REQUIREMENT A: Quote the remembrance below from "She grew up" up to and including "we celebrated it.".

Aside from that, the first time I met her was when B. took me to a Christmas party at Mr. & Mrs. C.'s house on an early date. They presided with placidity over a lot of 5-year-old grandchildren running around. (All now adults, and at the funeral, of course.)

She grew up in the Mission District before WW2. (It must have been a very different place then.) She worked as a secretary for the military during the war, and later for a famous economist. She met her husband at a dance. (I met B. at a dance.) They raised seven children. (The six still living were the pallbearers.) It was a good life, and she knew it, and we celebrated it.

REQUIREMENT B: Put the lines of the listing below, from the line with "trace the outline of every instance of the white" up to and including its final line, into a Markdown table with columns Row and Line. Number each row and leave out blank lines.

LISTED ENTRIES:
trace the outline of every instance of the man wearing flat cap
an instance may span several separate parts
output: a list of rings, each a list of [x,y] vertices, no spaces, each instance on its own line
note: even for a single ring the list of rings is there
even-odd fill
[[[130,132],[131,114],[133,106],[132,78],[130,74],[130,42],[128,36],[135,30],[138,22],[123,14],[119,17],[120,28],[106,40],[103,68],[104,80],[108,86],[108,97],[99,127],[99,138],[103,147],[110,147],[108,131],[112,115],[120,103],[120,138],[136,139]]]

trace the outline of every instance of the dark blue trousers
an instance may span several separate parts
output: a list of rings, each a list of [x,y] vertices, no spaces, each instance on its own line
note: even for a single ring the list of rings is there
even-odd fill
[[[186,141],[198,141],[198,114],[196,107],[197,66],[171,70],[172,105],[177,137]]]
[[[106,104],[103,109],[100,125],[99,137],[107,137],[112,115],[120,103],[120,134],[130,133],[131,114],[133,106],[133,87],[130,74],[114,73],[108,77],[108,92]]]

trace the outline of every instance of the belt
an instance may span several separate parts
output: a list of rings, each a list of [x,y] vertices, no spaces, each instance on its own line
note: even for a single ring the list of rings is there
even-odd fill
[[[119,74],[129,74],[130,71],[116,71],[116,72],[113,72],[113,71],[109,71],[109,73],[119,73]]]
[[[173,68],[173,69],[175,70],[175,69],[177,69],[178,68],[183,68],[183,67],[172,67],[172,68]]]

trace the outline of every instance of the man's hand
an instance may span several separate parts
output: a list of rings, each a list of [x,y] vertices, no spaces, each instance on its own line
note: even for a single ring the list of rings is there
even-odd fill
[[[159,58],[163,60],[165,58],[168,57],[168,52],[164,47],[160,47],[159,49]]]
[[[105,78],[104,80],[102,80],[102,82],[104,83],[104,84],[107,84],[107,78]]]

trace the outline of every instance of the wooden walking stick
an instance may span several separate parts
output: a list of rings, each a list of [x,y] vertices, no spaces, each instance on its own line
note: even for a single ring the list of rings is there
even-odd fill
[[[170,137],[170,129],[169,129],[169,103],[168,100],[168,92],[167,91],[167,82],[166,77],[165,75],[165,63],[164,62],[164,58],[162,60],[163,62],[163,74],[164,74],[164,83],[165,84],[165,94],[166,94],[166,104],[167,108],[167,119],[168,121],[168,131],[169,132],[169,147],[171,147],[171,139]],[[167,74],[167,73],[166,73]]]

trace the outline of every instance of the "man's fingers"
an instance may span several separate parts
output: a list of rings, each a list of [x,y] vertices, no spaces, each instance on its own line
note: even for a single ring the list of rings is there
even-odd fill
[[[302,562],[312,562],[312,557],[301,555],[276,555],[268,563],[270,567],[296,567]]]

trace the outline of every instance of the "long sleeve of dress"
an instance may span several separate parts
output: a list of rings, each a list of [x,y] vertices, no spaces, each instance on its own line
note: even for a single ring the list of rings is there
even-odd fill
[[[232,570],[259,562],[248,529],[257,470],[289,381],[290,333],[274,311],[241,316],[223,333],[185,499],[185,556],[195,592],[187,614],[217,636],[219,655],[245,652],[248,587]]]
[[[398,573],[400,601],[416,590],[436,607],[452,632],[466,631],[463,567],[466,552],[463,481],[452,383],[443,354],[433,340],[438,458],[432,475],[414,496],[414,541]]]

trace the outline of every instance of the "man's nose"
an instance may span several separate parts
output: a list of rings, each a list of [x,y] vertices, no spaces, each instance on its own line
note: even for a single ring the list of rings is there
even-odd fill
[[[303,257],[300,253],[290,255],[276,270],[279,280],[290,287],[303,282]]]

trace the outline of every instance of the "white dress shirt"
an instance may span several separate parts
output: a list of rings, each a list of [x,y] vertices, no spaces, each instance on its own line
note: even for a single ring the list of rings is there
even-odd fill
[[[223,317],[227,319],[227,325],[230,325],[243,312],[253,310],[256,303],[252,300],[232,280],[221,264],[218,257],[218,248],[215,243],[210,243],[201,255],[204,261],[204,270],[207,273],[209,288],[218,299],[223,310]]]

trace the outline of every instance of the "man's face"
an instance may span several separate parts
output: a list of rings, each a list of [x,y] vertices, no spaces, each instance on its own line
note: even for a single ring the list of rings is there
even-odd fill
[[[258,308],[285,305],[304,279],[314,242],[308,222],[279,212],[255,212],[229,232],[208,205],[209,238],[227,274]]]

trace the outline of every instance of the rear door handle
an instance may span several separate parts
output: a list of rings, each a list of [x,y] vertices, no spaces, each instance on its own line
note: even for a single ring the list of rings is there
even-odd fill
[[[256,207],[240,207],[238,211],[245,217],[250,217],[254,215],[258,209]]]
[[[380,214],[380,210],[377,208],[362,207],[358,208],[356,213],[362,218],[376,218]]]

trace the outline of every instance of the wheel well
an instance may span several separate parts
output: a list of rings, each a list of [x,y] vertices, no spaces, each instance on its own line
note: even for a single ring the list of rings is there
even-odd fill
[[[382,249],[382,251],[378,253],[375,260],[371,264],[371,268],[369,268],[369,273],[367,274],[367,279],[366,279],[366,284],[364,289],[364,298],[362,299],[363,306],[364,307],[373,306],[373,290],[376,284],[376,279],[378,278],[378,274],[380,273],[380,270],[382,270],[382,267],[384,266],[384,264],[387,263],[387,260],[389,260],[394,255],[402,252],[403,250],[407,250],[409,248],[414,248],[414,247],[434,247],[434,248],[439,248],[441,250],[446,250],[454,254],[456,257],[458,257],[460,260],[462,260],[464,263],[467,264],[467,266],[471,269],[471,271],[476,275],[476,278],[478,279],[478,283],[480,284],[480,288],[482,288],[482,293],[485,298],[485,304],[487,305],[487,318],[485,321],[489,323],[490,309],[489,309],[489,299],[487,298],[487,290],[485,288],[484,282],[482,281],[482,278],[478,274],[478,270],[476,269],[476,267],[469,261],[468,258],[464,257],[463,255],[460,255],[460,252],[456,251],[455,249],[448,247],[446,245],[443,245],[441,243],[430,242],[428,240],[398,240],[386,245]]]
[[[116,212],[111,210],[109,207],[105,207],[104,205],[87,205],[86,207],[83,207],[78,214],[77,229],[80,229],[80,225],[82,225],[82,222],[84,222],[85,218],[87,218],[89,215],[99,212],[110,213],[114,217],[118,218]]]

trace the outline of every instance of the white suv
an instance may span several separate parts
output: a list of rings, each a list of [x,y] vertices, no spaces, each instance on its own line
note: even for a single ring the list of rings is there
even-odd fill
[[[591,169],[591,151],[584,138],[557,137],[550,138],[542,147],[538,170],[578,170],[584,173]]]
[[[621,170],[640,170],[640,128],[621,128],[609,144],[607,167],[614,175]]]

OUTPUT A:
She grew up in the Mission District before WW2. (It must have been a very different place then.) She worked as a secretary for the military during the war, and later for a famous economist. She met her husband at a dance. (I met B. at a dance.) They raised seven children. (The six still living were the pallbearers.) It was a good life, and she knew it, and we celebrated it.

OUTPUT B:
| Row | Line |
|---|---|
| 1 | trace the outline of every instance of the white suv |
| 2 | an instance may span several separate parts |
| 3 | output: a list of rings, each a list of [x,y] vertices, no spaces, each instance on its own line |
| 4 | note: even for a single ring the list of rings is there |
| 5 | even-odd fill |
| 6 | [[[591,169],[591,151],[584,138],[557,137],[550,138],[542,147],[538,170],[578,170],[584,173]]] |
| 7 | [[[621,170],[640,170],[640,128],[621,128],[609,144],[607,167],[614,175]]] |